*Given request*.
Echo the stretch of lines below from the one containing "Report the position of each instance of the white" through the one containing "[[116, 120], [161, 122]]", copying them word for word.

*Source records*.
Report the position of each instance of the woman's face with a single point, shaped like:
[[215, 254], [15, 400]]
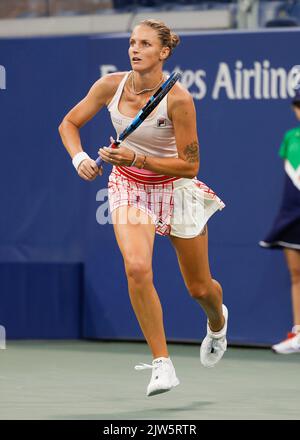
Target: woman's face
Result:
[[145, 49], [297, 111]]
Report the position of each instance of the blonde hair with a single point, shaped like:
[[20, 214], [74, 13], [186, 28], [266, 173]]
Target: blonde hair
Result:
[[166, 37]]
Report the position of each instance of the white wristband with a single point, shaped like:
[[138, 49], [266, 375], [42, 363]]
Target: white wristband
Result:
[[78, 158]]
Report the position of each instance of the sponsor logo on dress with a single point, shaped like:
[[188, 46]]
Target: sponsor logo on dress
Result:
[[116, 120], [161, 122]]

...

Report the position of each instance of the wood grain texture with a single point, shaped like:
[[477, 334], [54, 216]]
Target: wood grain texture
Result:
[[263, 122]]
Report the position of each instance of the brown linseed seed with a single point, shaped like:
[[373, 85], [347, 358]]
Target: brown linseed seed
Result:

*Result of the task*.
Report the position of each instance of the white wristband with a single point, shaped like:
[[138, 49], [266, 375], [42, 363]]
Target: white wristband
Result:
[[78, 158]]
Report the position of each instance of the sponsor logo on dress with a single point, shaped like:
[[188, 46]]
Target: sponsor logo on dress
Result:
[[116, 120], [161, 122]]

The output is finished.